Exercise instructions:
Rewrite the data below, replacing each "touchline" with "sideline" and leaving everything else unchanged.

Information given:

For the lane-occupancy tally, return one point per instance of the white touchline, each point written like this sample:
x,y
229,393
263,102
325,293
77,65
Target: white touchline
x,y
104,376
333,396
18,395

Output:
For the lane-occupancy tally, return one point per instance of the white sideline, each point written like this sample:
x,y
229,393
263,102
325,293
77,65
Target: white sideline
x,y
104,376
333,396
18,395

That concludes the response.